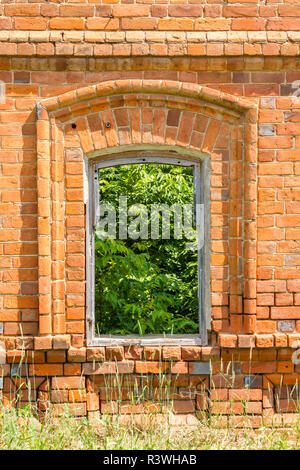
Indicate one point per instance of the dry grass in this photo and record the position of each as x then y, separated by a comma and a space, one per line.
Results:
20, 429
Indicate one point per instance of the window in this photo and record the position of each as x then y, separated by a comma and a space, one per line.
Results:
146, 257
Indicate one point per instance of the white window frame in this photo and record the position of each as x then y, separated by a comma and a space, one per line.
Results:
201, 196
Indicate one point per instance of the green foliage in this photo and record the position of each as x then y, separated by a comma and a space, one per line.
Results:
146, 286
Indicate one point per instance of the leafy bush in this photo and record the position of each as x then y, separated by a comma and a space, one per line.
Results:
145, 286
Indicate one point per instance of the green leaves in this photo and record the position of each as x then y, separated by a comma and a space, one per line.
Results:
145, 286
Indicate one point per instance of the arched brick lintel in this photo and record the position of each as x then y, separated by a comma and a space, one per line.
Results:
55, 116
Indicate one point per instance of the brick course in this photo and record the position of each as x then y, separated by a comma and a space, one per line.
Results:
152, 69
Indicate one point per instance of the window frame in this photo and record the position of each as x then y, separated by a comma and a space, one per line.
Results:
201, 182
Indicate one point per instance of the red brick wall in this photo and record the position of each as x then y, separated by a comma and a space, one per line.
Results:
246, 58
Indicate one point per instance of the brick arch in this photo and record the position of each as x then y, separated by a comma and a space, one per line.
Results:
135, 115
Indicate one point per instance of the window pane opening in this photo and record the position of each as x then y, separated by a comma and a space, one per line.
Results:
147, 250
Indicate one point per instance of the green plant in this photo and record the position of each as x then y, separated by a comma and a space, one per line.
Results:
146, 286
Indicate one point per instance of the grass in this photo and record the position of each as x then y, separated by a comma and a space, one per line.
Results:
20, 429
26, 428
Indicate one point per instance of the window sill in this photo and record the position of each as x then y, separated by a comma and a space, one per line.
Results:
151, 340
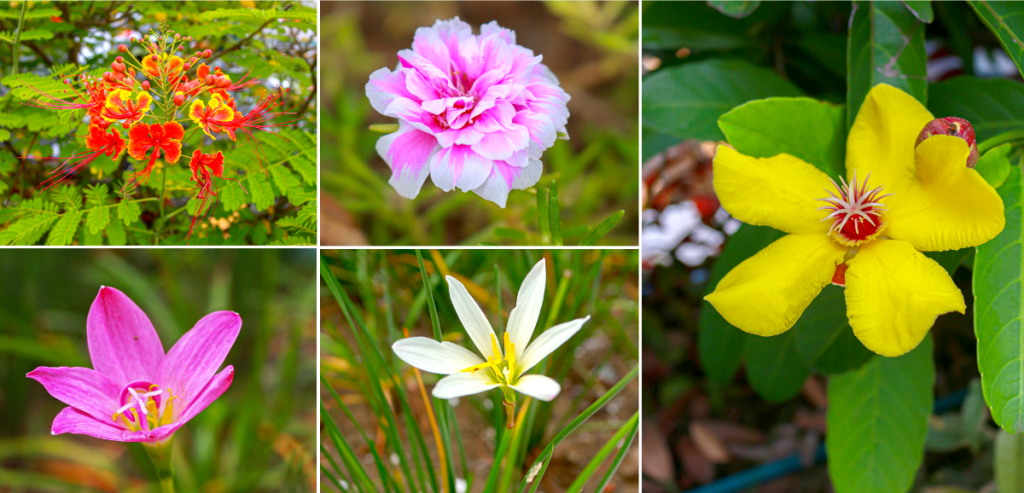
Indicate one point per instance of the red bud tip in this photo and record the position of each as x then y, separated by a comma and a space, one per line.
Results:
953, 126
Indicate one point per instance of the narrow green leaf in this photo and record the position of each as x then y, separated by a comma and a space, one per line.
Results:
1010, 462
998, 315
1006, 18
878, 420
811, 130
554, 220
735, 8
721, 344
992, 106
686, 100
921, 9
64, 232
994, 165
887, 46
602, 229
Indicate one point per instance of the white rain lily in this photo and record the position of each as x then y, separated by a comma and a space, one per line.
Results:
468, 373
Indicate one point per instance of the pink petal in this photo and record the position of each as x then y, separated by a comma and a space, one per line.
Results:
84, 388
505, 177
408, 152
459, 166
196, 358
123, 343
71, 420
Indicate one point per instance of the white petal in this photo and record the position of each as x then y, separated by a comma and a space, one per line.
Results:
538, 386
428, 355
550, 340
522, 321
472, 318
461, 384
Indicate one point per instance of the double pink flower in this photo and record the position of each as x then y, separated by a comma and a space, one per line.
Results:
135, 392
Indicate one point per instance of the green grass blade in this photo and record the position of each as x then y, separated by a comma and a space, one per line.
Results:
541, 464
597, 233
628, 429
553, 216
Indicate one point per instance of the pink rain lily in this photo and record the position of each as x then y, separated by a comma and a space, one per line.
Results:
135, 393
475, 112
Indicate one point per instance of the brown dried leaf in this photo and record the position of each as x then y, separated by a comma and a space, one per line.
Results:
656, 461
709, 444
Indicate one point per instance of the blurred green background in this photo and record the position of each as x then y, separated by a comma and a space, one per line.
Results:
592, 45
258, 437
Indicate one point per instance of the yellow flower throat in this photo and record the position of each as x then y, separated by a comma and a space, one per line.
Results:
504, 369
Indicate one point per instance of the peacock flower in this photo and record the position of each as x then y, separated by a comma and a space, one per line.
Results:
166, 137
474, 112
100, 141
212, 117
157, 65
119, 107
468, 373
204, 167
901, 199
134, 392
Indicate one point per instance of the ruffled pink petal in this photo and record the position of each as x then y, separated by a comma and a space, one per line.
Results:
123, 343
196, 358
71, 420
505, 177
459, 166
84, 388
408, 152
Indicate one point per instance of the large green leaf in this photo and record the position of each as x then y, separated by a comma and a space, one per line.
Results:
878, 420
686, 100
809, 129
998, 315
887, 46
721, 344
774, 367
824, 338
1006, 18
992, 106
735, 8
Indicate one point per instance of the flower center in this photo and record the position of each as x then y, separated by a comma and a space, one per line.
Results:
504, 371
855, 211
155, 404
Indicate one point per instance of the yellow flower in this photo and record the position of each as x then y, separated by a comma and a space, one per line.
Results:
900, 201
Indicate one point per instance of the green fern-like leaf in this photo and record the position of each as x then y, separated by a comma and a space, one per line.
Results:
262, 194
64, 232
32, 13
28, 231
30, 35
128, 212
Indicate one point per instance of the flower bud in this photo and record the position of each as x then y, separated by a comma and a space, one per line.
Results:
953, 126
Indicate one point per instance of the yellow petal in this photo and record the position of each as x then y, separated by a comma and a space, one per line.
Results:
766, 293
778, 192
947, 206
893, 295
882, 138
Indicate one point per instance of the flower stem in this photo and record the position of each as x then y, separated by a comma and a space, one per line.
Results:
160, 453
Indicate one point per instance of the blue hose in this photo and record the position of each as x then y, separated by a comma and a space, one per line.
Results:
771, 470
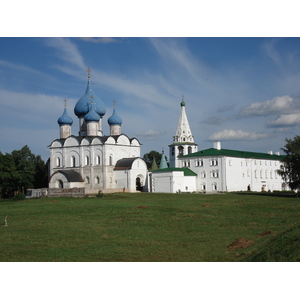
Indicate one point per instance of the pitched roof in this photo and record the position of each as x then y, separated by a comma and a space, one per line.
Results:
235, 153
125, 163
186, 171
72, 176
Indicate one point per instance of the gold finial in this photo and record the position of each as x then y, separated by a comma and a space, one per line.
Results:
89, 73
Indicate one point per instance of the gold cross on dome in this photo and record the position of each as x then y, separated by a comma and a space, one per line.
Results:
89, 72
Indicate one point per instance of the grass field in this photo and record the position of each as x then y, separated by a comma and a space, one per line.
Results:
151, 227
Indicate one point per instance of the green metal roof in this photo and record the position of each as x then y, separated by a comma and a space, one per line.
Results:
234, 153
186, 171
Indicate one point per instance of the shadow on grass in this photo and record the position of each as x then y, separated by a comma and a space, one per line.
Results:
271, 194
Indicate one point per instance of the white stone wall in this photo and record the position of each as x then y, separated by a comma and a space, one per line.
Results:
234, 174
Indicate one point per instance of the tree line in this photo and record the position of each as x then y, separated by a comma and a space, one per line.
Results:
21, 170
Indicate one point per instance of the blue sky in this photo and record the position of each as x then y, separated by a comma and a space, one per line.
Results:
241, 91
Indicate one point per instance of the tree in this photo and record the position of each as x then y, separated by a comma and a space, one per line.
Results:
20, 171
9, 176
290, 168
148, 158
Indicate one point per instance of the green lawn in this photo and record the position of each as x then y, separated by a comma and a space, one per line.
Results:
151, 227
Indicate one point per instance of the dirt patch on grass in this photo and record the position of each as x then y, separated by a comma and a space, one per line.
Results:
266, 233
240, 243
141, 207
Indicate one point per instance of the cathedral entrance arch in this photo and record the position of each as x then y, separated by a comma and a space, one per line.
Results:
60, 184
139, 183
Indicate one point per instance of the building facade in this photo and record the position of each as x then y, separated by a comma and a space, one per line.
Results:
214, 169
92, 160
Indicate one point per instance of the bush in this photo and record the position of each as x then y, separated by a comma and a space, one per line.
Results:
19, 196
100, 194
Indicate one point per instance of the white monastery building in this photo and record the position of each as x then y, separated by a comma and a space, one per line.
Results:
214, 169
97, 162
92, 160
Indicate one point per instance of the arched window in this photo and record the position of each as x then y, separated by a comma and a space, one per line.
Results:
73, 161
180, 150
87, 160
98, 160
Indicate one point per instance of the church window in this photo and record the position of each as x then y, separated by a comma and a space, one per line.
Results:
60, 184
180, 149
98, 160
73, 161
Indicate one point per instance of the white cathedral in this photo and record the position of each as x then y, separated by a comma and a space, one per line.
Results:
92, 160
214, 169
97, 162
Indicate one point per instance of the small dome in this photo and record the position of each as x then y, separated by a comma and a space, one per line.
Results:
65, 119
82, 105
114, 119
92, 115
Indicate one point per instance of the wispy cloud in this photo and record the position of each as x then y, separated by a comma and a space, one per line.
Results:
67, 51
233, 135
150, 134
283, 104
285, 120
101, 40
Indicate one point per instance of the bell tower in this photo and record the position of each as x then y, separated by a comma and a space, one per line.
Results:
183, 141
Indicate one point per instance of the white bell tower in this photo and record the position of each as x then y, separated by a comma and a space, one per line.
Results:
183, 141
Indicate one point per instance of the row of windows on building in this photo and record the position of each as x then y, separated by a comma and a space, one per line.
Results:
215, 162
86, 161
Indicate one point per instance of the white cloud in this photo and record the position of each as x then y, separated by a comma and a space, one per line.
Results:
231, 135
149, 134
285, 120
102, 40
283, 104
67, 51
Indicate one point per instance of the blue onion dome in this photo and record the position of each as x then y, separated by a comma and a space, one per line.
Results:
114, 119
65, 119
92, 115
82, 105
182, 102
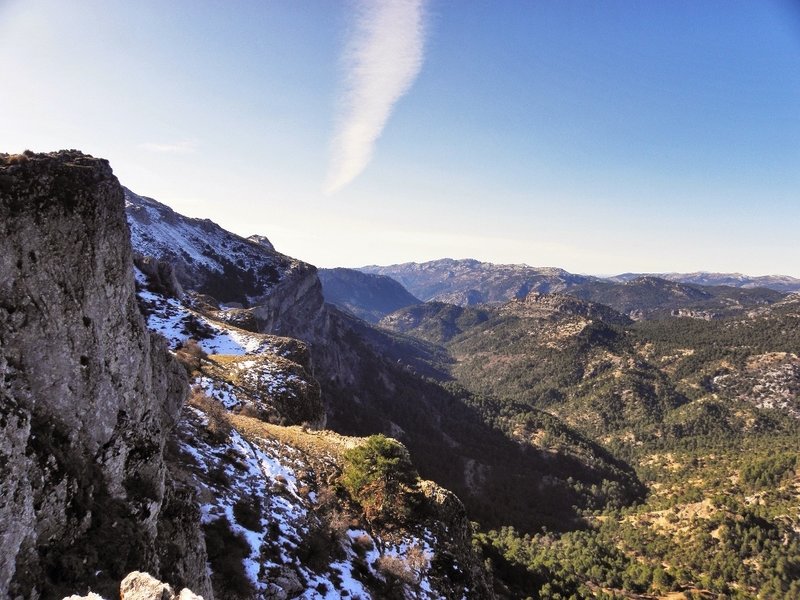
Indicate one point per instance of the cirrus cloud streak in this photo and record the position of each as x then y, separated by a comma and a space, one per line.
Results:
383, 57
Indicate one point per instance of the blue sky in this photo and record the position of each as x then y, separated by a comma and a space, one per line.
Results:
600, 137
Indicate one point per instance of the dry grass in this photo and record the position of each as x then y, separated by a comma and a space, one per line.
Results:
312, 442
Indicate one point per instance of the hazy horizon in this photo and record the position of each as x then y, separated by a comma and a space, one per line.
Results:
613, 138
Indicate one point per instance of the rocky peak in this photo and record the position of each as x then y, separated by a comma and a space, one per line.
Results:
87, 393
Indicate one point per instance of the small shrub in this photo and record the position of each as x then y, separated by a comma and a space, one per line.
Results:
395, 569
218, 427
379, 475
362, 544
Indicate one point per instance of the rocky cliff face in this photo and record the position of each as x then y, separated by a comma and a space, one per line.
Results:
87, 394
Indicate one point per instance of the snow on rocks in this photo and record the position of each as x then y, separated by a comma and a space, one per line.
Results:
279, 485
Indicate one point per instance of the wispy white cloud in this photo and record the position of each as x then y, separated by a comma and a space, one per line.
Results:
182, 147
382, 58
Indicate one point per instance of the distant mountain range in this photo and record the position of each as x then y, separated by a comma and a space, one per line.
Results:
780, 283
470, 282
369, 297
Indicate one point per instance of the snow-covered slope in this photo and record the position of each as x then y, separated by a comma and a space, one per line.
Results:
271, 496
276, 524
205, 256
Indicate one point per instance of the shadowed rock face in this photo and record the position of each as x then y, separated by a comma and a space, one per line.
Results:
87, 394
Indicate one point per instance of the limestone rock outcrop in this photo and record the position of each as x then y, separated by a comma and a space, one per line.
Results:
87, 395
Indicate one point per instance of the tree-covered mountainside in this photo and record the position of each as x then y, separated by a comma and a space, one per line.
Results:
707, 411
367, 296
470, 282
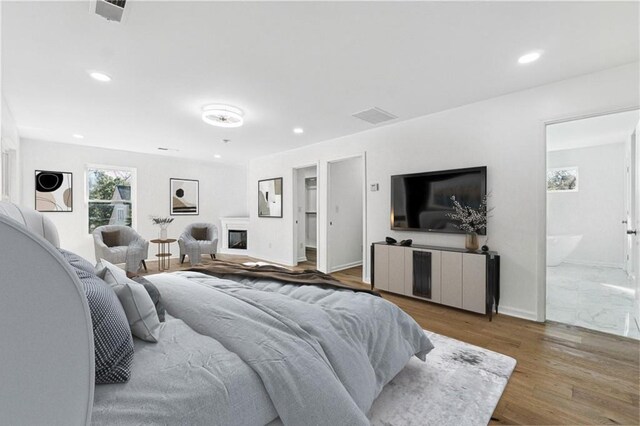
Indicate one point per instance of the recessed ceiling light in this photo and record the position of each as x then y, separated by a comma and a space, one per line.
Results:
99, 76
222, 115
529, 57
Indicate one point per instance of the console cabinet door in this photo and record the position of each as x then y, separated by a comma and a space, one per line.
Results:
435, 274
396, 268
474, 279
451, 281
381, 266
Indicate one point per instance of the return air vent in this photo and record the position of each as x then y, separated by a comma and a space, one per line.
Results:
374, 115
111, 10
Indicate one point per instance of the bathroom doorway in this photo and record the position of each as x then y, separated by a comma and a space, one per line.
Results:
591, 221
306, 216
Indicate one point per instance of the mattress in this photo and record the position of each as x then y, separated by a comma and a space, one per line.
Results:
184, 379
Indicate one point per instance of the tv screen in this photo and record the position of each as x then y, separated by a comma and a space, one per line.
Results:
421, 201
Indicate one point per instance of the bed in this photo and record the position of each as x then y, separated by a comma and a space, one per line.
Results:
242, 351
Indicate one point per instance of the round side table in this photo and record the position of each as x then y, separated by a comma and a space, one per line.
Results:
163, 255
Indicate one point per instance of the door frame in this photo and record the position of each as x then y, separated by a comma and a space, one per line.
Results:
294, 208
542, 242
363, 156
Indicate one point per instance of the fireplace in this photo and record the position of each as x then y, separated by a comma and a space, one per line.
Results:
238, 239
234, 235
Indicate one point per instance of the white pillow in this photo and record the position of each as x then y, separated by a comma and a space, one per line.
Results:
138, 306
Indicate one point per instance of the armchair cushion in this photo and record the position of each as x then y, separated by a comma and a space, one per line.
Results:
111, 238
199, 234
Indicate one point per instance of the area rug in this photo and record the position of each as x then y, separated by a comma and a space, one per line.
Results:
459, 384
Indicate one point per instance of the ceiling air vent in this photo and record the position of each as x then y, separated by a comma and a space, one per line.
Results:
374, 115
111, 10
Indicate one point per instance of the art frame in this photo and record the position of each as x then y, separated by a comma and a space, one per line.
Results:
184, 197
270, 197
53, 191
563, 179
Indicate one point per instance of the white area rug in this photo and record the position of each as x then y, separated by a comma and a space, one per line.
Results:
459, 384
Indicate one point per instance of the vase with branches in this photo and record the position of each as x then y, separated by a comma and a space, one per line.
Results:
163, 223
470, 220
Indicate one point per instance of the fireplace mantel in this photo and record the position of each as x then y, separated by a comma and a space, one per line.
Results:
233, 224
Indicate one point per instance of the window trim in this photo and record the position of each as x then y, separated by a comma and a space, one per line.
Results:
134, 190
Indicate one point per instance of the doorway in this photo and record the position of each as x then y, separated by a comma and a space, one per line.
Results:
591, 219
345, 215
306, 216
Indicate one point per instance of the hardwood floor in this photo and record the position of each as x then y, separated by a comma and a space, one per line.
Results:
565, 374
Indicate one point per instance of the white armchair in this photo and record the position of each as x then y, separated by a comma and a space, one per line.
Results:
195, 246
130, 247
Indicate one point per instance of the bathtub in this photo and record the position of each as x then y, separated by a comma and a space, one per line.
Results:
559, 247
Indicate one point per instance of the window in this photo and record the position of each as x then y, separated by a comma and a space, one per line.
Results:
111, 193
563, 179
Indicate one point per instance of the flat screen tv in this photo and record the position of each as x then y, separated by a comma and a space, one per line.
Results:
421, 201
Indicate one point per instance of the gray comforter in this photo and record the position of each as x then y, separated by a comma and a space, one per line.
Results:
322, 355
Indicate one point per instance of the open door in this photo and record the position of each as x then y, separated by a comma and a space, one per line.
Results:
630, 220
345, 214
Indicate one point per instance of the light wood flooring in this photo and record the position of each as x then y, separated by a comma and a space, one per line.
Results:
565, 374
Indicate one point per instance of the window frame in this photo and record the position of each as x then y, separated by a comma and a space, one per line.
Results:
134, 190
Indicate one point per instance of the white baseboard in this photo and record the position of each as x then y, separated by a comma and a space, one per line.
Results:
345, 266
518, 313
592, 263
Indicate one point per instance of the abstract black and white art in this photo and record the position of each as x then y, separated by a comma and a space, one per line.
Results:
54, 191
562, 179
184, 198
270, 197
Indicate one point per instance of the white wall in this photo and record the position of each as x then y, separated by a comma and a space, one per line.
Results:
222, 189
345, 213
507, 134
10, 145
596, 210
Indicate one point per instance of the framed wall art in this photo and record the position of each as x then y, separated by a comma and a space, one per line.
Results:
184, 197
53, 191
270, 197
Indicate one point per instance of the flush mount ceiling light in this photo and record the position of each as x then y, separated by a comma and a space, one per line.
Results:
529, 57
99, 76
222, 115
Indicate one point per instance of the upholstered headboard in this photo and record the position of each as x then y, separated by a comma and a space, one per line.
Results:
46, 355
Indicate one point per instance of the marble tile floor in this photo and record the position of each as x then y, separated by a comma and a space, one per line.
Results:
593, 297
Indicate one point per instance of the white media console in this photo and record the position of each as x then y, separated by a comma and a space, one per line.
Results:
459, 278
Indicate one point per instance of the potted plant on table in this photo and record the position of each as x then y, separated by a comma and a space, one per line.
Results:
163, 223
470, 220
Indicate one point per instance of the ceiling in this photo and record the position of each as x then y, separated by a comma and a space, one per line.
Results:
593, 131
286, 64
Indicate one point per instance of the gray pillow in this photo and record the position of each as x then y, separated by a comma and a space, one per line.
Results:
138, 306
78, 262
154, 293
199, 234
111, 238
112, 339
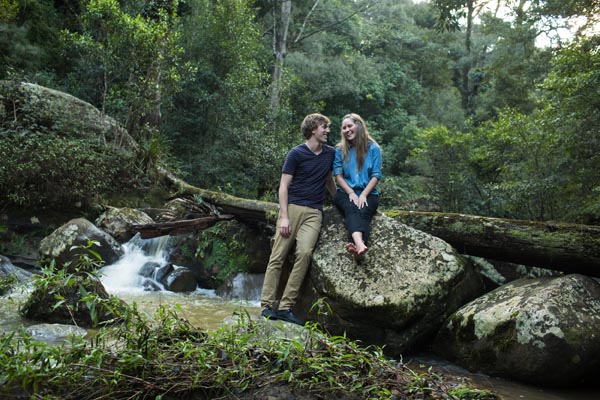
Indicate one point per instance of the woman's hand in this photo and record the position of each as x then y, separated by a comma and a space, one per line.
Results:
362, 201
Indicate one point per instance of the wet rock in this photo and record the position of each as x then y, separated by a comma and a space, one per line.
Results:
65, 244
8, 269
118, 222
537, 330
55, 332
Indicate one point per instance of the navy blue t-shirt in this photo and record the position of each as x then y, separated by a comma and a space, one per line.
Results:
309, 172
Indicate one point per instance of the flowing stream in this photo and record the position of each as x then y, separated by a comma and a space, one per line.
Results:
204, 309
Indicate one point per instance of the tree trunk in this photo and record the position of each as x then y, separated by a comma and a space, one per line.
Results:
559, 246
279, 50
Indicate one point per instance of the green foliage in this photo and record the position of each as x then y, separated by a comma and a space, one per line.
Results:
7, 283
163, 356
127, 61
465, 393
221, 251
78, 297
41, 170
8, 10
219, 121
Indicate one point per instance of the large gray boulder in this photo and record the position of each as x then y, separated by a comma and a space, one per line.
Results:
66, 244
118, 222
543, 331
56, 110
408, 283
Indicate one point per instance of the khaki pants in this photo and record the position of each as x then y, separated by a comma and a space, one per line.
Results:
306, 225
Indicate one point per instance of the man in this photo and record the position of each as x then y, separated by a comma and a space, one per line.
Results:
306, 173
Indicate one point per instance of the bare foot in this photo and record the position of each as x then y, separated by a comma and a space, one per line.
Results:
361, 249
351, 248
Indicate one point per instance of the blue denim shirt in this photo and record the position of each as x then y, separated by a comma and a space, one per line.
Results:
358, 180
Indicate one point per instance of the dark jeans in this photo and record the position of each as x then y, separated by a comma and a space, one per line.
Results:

==========

### Your instructions
Reproduce the listing above exactly from the line containing "Indicate one point per instance of the khaki" through its last line, with both of those lines included.

### Solved exercise
Indicate one point per instance of the khaki pants in this photo and record the position of each as x then y, separated by a comma and a space, one per line.
Results:
306, 225
Indicate one point per instance of the man in this photo and record the position of each as x then y, separated by a comma and a space, one per line.
Results:
306, 173
Indicate one point per instance of the bare foot in this photo and record the position of each as x then y, separated by a comma and a space, one per line.
Results:
361, 249
351, 248
Indicate one point per instance of the blue denim shirt in this photo and record the position of each as x then y, separated by a comma and a space, one per line.
Results:
358, 180
Indicate one point per instance of the dark jeans in this photo and record the position of each as x then y, separated by a comma and a space, one per line.
Results:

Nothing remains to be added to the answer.